# ACTIVITY
Include in the output the line containing "Expected: one point per instance of the green foliage" and each subsequent line of the records, through the end, transcribed exactly. Add nothing else.

RECORDED INFORMATION START

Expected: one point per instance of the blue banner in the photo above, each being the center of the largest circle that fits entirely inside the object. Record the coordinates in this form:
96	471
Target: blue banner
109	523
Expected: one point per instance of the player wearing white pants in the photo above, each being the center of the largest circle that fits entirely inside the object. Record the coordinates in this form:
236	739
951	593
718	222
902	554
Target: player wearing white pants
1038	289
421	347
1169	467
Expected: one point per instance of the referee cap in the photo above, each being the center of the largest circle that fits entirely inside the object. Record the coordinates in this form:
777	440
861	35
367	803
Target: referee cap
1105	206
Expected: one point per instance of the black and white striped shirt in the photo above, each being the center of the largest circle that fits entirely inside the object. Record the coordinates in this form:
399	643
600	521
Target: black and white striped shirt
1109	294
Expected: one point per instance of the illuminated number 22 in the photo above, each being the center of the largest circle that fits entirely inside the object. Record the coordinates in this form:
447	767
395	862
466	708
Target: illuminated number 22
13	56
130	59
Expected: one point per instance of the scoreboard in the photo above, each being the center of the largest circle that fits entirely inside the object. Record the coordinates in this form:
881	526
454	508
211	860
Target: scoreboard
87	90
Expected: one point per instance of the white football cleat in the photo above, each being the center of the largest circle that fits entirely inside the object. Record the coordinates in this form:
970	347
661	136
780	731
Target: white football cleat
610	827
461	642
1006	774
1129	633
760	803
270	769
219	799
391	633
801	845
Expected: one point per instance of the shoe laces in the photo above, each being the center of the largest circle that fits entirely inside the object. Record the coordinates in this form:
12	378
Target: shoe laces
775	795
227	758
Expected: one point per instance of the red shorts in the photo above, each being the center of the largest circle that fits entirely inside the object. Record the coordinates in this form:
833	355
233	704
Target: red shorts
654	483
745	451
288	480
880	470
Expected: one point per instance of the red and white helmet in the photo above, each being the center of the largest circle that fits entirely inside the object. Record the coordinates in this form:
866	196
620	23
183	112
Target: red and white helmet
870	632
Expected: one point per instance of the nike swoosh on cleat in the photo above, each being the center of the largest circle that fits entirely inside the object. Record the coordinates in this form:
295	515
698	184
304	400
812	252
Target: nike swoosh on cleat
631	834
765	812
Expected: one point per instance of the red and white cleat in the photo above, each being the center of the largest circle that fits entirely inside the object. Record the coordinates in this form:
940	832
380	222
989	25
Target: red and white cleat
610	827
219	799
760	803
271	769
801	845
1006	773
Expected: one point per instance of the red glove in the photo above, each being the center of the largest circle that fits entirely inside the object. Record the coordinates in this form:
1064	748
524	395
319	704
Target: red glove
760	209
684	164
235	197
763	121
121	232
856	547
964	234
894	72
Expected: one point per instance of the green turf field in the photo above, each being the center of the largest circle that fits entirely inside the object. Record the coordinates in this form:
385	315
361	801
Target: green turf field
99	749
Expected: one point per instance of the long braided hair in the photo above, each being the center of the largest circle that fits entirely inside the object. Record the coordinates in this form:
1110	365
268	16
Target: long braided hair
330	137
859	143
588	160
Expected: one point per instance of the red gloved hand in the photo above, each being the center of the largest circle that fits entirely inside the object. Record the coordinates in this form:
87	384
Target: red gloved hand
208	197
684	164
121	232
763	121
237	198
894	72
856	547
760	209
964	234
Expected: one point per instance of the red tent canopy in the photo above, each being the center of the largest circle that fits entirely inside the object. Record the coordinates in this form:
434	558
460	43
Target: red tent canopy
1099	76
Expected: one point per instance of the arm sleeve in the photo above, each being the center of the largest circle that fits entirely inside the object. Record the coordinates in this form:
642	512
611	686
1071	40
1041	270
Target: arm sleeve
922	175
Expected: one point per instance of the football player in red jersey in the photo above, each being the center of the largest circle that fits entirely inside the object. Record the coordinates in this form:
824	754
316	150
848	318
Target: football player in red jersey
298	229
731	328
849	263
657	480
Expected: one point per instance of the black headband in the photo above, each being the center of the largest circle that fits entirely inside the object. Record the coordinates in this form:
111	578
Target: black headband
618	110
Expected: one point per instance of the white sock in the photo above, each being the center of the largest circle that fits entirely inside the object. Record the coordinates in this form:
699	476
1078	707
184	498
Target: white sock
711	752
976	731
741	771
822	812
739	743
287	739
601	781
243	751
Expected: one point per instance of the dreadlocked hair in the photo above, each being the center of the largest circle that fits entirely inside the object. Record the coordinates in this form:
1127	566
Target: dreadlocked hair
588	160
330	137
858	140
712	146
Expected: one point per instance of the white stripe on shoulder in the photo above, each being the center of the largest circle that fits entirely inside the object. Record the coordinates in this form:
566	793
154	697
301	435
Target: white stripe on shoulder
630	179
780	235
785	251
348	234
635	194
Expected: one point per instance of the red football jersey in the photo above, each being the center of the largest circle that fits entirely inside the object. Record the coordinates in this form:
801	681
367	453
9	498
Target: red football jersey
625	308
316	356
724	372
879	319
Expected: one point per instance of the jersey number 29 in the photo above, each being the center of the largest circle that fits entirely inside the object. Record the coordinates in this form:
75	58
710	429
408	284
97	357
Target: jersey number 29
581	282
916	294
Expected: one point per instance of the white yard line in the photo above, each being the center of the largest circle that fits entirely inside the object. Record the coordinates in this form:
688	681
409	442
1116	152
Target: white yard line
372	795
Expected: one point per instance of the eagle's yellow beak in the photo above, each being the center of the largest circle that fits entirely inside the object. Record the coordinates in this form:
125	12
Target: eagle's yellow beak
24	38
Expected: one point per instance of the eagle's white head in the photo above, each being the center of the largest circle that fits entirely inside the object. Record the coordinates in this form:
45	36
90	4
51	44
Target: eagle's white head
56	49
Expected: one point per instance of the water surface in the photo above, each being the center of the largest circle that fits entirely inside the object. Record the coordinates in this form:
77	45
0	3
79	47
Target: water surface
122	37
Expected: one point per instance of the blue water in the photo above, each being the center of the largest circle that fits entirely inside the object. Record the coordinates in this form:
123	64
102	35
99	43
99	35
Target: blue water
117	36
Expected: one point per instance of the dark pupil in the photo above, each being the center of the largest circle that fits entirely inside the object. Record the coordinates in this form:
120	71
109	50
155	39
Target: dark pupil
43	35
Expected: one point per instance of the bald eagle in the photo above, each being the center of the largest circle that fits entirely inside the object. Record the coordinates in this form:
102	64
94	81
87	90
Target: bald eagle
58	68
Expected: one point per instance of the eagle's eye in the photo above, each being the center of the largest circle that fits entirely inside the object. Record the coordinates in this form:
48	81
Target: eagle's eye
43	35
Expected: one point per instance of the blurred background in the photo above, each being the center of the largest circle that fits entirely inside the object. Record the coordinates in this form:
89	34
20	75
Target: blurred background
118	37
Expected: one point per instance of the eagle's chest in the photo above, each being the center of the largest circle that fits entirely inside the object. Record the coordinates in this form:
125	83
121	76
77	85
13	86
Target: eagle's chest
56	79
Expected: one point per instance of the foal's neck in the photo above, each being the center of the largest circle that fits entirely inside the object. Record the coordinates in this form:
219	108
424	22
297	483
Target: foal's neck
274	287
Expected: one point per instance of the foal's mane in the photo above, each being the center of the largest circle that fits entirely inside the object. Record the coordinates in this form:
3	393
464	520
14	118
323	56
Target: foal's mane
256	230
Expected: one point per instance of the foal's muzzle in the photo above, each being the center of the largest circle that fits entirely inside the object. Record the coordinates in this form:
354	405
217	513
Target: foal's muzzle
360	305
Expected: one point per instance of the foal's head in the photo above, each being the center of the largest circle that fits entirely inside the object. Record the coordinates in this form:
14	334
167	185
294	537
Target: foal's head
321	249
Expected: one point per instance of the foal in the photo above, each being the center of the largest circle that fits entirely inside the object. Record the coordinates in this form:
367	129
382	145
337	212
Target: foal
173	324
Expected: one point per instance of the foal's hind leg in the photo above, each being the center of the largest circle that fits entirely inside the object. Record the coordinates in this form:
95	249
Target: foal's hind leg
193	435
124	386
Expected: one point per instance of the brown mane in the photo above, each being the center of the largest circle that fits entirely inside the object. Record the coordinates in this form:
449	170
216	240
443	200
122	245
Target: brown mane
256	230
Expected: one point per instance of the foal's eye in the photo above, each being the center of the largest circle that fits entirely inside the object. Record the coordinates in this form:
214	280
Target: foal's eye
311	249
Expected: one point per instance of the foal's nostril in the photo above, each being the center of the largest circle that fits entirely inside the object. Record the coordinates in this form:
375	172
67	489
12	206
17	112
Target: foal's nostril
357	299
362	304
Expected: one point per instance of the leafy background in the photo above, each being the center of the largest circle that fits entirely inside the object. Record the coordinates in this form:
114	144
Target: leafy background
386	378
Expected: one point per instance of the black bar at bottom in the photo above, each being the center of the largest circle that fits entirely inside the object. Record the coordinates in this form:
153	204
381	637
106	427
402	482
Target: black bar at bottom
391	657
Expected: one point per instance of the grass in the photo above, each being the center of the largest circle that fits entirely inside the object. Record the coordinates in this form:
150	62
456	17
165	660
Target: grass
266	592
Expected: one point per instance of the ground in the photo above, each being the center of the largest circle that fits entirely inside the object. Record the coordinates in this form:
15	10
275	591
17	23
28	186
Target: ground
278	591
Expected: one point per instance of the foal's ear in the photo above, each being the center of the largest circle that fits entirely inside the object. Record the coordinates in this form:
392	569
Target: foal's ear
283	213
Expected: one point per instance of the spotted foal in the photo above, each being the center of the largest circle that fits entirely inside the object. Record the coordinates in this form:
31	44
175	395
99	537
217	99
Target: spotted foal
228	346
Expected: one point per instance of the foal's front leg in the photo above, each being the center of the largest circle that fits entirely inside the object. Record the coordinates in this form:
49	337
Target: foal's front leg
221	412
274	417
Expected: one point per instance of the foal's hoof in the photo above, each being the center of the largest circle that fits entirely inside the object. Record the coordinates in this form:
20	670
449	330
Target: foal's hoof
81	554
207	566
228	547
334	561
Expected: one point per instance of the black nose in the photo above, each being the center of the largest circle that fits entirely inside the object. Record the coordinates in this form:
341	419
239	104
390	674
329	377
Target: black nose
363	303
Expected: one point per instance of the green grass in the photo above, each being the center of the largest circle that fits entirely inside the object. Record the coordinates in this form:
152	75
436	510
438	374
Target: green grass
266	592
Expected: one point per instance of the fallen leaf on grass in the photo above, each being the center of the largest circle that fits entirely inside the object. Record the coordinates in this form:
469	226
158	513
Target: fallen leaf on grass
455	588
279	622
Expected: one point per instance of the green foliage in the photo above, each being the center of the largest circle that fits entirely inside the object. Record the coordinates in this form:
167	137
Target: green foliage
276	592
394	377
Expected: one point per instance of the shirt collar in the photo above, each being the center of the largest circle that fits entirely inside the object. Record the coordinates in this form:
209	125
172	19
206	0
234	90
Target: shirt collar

RECORDED INFORMATION END

# SOLUTION
Expected: one point per instance of the green foliage in the photo above, each being the center of the largest circle that fits entirely inside the object. Record the coordinates in this form:
167	137
Target: green foliage
276	592
394	377
Expected: one point per instance of the shirt collar in the photo above, each being the center of the largest circle that fits entirely inside the object. Record the coordinates in this form:
209	125
172	19
206	0
234	90
Target: shirt collar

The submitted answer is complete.